THE TASK: Return the lines below word for word, without any changes, and omit the pictures from your answer.

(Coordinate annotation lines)
════
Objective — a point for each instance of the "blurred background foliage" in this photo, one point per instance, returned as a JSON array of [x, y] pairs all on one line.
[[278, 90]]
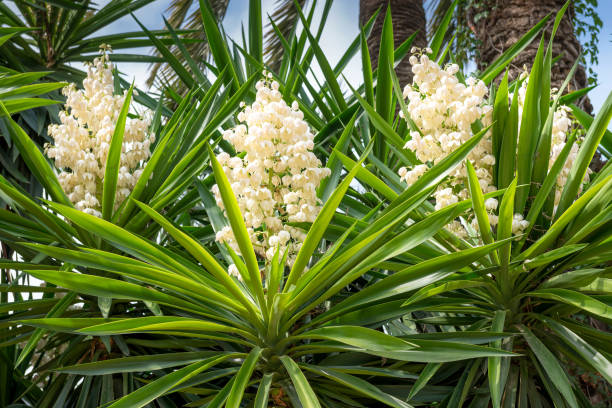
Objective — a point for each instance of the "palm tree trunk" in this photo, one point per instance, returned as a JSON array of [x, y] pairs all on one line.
[[408, 17], [508, 20]]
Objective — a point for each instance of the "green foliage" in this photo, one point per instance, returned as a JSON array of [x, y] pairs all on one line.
════
CORRECT RESULT:
Objective — a point for each instance of the "blurred background foliage" in this photo, one point per instance, returned as a JSON array of [x, y] pairs all on one line.
[[278, 90]]
Objective — a point for each instance of the "palm tree trunk" in this photo, one point per instance, returned as a JSON array of [x, y] pairs all on one line.
[[408, 17], [508, 20]]
Objective — a point for each instance of the "green foliage" in this photo, one point per instance, returned as a JSON array of [x, y] pairs all on one line.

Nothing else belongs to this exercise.